• _CHALLENGE A_: Retype everything in the GBP/USD analysis from "The wave situation" down to "completed its construction.".
• _CHALLENGE B_: Extend the GBP/USD market analysis past its final paragraph.

On the hourly chart, the GBP/USD pair on Friday rebounded from the corrective level of 50% (1.2464), favoring the American currency and falling towards the support zone at 1.2363–1.2370. A rebound of quotes from this zone will favor the British pound and some growth towards 1.2464. Consolidation of quotes below the zone of 1.2363–1.2370 increases the probability of further decline towards the next level at 1.2300.
The wave situation still needs to raise questions. The last completed upward wave failed to break the last peak (from March 21), and the last downward wave broke the low of the previous wave (from April 1). Thus, the trend for the GBP/USD pair remains “bearish,” and there are no signs of its completion. The first sign of the bulls turning offensive could be the breakout of the peak from April 9, but bulls need to cover a distance of about 350 points to the zone of 1.2705–1.2715, so it is unlikely that a trend change to “bullish” can be expected in the nearest days. At the moment, even the last downward wave has not completed its construction.
On Friday, only one report could attract traders’ attention – the report on retail sales volumes in March in Great Britain. Traders received information about zero growth in retail trade volumes and a 0.3% month-on-month decrease in retail sales, excluding fuel sales. Both values were weaker than traders’ expectations, which caused another retreat of the bulls from the market. Although the British pound has been falling for a month and a half, I still believe it has much greater potential for decline. The sideways movement was completed by quotes breaking through the lower line. For several months in a row, bull traders expected support from the Fed in the form of an interest rate cut; however, neither in March nor (now it is obvious) in June, a monetary policy will be softened. Against this background, bears can continue to attack.
On the 4-hour chart, the pair reversed in favor of the British pound after forming two “bullish” divergences on the CCI indicator, but the growth was minimal. Both divergences have already been canceled, and no new emerging divergences are observed. The descending trend channel characterizes the current sentiment of traders as “bearish,” which allows us to expect new attacks by bears towards the corrective level at 50.0%-1.2289. Bulls can count only on a small growth within the channel.

• _SUPPLIED ENTRIES_:
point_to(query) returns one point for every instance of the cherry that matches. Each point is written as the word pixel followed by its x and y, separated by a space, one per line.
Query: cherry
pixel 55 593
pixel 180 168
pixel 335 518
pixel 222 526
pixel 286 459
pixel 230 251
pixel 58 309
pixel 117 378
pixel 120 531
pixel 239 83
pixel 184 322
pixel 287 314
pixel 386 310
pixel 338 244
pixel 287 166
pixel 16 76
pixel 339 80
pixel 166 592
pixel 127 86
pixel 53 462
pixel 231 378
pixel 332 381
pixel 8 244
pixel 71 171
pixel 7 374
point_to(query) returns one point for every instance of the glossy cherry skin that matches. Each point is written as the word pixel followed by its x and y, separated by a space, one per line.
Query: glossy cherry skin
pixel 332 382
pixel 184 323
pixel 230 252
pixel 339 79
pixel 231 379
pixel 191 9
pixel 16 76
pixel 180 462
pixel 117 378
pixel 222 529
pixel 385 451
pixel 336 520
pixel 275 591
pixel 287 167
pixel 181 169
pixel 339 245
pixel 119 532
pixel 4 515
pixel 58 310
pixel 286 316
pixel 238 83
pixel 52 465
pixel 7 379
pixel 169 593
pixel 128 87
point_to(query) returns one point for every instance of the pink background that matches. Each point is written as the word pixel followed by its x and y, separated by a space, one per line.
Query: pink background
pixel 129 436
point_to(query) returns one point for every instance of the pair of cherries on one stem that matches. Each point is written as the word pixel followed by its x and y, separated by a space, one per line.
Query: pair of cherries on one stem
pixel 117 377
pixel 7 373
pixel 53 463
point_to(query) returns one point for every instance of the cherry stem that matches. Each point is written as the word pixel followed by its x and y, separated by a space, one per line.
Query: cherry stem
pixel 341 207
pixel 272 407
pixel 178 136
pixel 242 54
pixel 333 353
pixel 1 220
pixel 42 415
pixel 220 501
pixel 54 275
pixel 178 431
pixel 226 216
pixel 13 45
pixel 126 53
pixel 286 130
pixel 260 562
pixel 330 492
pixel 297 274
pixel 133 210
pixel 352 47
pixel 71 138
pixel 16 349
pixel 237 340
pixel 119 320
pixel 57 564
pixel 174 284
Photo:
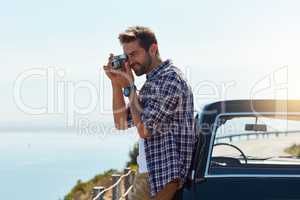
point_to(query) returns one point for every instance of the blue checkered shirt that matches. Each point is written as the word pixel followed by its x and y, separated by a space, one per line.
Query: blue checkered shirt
pixel 167 102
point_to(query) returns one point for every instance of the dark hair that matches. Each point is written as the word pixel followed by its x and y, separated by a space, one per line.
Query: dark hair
pixel 144 35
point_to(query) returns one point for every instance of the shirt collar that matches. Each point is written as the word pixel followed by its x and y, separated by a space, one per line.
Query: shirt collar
pixel 158 69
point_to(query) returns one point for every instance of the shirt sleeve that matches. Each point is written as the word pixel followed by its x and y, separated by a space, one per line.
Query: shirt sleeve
pixel 161 104
pixel 130 123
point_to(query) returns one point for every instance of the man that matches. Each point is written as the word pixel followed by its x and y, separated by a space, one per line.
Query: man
pixel 162 112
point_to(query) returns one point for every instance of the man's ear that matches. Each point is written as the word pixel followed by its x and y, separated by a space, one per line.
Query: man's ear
pixel 153 49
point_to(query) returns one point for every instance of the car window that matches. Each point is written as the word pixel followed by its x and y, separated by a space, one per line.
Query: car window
pixel 256 144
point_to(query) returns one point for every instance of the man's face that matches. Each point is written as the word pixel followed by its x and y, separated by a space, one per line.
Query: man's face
pixel 139 59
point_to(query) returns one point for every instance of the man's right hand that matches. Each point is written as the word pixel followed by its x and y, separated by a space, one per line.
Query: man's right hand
pixel 119 78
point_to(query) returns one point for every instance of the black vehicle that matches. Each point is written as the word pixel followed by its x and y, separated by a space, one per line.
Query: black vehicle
pixel 247 149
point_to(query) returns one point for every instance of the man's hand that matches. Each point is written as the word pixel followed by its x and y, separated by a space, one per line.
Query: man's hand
pixel 119 78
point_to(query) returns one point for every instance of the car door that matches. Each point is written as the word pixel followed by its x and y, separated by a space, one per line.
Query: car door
pixel 251 165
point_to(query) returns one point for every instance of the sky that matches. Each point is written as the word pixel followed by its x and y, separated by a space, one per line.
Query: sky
pixel 52 53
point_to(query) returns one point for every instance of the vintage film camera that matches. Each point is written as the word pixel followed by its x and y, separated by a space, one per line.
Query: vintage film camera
pixel 118 61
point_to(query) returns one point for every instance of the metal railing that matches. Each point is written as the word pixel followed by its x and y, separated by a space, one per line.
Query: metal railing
pixel 128 176
pixel 257 134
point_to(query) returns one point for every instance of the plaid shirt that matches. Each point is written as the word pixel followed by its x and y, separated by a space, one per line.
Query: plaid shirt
pixel 168 115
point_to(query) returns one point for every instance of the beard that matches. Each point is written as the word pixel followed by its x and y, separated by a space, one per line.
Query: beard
pixel 143 68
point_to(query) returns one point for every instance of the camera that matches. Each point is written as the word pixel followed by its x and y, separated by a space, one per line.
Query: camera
pixel 117 62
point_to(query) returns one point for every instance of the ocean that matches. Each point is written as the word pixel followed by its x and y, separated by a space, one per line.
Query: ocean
pixel 46 165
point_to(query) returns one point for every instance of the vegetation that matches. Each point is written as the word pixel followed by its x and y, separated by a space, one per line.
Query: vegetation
pixel 293 150
pixel 83 190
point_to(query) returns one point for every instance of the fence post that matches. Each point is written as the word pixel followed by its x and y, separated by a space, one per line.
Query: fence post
pixel 116 190
pixel 96 191
pixel 127 181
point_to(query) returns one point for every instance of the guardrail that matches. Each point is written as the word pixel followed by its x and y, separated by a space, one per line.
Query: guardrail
pixel 257 134
pixel 128 176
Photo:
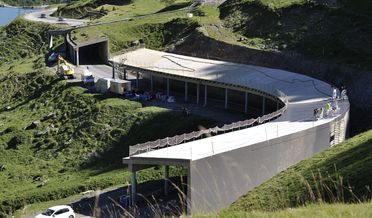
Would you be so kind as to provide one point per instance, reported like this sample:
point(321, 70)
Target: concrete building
point(222, 168)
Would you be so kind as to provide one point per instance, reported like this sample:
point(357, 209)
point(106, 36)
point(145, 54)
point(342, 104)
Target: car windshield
point(49, 212)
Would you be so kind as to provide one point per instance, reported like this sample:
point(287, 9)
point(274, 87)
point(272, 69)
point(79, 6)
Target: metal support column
point(166, 180)
point(226, 97)
point(125, 73)
point(167, 86)
point(113, 70)
point(77, 57)
point(205, 95)
point(197, 93)
point(246, 103)
point(186, 92)
point(133, 187)
point(137, 79)
point(152, 83)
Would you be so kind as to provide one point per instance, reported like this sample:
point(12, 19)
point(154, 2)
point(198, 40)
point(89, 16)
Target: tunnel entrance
point(95, 52)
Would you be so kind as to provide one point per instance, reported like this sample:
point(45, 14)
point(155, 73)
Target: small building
point(120, 86)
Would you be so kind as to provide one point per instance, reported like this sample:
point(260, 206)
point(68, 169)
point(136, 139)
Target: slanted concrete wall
point(219, 180)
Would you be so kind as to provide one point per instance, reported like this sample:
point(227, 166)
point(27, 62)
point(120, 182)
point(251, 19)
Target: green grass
point(338, 35)
point(80, 145)
point(340, 174)
point(311, 211)
point(156, 32)
point(115, 11)
point(22, 40)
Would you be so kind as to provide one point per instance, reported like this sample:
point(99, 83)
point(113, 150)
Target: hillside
point(329, 42)
point(56, 138)
point(30, 2)
point(113, 9)
point(337, 33)
point(341, 174)
point(310, 211)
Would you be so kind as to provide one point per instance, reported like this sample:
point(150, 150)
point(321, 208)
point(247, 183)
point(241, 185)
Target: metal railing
point(186, 137)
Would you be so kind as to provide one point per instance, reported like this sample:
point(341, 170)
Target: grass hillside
point(116, 9)
point(339, 33)
point(55, 136)
point(342, 174)
point(22, 40)
point(311, 211)
point(30, 2)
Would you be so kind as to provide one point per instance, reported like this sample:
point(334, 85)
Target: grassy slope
point(84, 131)
point(340, 174)
point(156, 32)
point(29, 2)
point(115, 9)
point(339, 35)
point(312, 211)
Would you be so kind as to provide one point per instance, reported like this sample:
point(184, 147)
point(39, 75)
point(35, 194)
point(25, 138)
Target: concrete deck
point(303, 94)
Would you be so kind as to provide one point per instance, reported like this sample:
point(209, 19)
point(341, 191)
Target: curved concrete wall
point(219, 180)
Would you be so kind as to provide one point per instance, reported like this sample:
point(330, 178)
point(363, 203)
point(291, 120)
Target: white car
point(60, 211)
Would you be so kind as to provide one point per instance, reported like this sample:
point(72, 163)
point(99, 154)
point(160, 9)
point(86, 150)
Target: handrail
point(179, 139)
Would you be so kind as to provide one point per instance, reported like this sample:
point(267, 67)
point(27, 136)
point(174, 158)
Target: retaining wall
point(219, 180)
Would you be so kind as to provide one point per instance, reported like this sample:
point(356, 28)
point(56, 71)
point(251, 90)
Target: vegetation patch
point(157, 33)
point(337, 33)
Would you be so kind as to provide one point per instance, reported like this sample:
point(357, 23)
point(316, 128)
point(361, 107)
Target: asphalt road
point(36, 16)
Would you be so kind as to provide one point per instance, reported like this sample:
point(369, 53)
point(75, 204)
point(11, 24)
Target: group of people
point(342, 95)
point(330, 107)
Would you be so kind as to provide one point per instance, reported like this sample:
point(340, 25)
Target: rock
point(41, 133)
point(49, 116)
point(33, 125)
point(135, 43)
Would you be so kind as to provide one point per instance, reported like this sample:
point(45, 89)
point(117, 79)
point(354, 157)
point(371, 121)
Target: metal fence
point(186, 137)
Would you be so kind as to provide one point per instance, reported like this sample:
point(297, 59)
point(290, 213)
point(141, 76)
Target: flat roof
point(303, 93)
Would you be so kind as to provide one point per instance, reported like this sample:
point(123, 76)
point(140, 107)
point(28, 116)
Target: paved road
point(36, 16)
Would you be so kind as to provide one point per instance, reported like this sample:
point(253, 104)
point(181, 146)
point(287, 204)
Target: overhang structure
point(224, 167)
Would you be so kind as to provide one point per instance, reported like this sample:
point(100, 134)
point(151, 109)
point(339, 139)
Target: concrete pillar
point(205, 95)
point(166, 180)
point(167, 86)
point(246, 103)
point(133, 187)
point(151, 83)
point(197, 93)
point(137, 79)
point(186, 92)
point(226, 97)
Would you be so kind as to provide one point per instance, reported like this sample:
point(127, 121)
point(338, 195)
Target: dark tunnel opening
point(92, 54)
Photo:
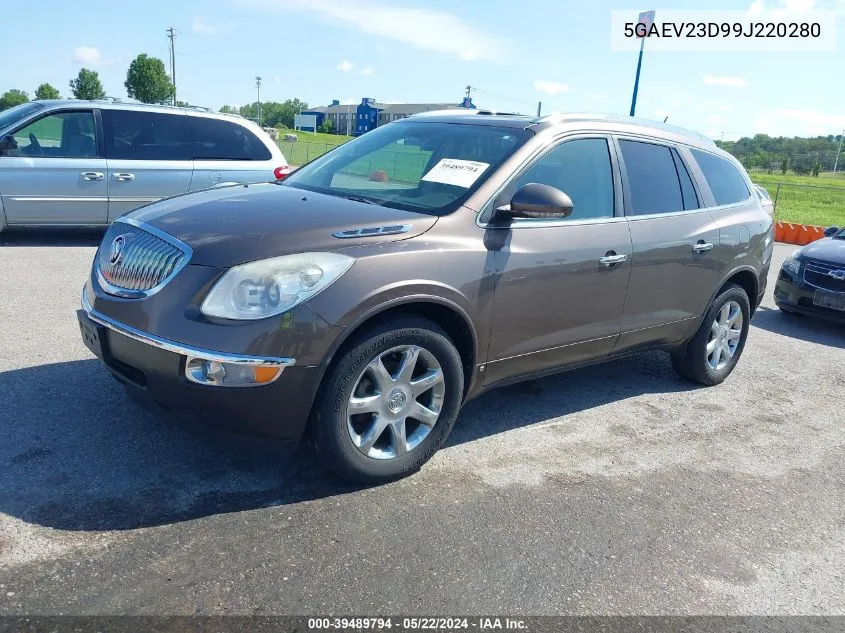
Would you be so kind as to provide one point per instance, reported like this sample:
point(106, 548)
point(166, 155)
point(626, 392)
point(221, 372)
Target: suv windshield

• _FINAL ANSWER A_:
The wave situation still needs to raise questions. The last completed upward wave failed to break the last peak (from March 21), and the last downward wave broke the low of the previous wave (from April 1). Thus, the trend for the GBP/USD pair remains “bearish,” and there are no signs of its completion. The first sign of the bulls turning offensive could be the breakout of the peak from April 9, but bulls need to cover a distance of about 350 points to the zone of 1.2705–1.2715, so it is unlikely that a trend change to “bullish” can be expected in the nearest days. At the moment, even the last downward wave has not completed its construction.

• _FINAL ANSWER B_:
Commitments of Traders (COT) Report:
The sentiment of the “Non-commercial” trader category for the last reporting week has become less “bullish.” The number of long contracts held by speculators decreased by 8200 units, while the number of short contracts increased by 11433 units. The overall sentiment of major players remains “bullish” but has been weakening in recent weeks. The gap between long and short contracts is practically absent: 72 thousand versus 63 thousand.
Prospects for a decline remain for the British pound. Over the past 3 months, the number of long positions has increased from 62 thousand to 72 thousand, and the number of short positions has increased from 47 thousand to 63 thousand. This explains the fairly weak decline of the British pound. Over time, bulls will start to get rid of buy positions or increase sell positions, as all possible factors for buying the British pound have already been worked out. In recent months, bears have demonstrated their weakness and complete unwillingness to go on the offensive, but inflation reports in the US and Great Britain may give them new strength.
News Calendar for the US and Great Britain:
On Monday, the economic events calendar contains a few interesting entries. The influence of the news background on the market sentiment will be absent today.
Forecast for GBP/USD and Trader Advice:
Sales of the British pound will be possible upon closing on the hourly chart below the support zone of 1.2363–1.2370, with targets at 1.2300 and 1.2238. Purchases are more interesting today, but the growth potential of the British pound is limited, and the news background is absent. Nevertheless, options for purchases can be considered upon a rebound from the zone of 1.2363–1.2370 with a target of 1.2464. However, bulls are unlikely to be able to push the pair to this level.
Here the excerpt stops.